§ Saved entries:
------
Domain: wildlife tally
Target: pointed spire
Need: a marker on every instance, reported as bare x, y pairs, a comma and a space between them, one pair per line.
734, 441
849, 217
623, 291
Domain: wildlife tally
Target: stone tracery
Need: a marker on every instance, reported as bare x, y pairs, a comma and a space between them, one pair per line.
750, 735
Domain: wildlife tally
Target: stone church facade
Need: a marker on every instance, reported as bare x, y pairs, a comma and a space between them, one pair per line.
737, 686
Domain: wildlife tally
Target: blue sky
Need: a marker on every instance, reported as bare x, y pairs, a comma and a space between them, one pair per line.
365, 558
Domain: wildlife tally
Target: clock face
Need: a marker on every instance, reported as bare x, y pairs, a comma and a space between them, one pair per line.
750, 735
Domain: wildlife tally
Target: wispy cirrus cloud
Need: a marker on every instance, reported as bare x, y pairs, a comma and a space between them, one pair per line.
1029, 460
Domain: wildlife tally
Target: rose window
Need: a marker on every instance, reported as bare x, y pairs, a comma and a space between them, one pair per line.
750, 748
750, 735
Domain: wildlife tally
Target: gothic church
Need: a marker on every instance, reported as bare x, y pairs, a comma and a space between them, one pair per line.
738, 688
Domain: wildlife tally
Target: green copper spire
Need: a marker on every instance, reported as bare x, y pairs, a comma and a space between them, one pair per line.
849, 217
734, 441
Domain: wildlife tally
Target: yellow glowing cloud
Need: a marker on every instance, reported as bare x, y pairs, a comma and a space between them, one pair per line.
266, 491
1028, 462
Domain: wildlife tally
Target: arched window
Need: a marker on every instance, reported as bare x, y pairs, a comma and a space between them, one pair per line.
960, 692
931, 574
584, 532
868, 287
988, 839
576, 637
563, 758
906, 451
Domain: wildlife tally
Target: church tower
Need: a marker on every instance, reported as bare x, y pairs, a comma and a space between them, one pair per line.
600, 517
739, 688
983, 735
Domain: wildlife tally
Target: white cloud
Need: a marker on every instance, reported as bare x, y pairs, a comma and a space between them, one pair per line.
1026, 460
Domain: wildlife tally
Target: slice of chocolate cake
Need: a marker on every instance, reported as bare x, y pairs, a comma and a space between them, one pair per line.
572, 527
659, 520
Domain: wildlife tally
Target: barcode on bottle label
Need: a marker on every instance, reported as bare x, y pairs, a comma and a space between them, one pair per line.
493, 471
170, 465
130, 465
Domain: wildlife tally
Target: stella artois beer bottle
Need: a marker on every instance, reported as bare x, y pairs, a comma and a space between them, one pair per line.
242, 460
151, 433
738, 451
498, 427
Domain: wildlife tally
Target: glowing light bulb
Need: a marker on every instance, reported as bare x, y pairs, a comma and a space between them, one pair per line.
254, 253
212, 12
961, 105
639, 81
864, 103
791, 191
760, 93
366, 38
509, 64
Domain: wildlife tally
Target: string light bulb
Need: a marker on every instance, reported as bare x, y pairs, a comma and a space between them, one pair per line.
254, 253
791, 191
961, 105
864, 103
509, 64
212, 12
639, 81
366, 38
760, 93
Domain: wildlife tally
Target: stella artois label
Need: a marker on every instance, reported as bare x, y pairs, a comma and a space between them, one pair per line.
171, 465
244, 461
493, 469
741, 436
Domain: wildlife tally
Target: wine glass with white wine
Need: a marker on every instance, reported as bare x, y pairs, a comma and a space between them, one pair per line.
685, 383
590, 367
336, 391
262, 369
------
§ Task objective:
Show all lines in the records above that hold "light".

§ Answer section:
Target: glowing light bulb
Target: string light bulb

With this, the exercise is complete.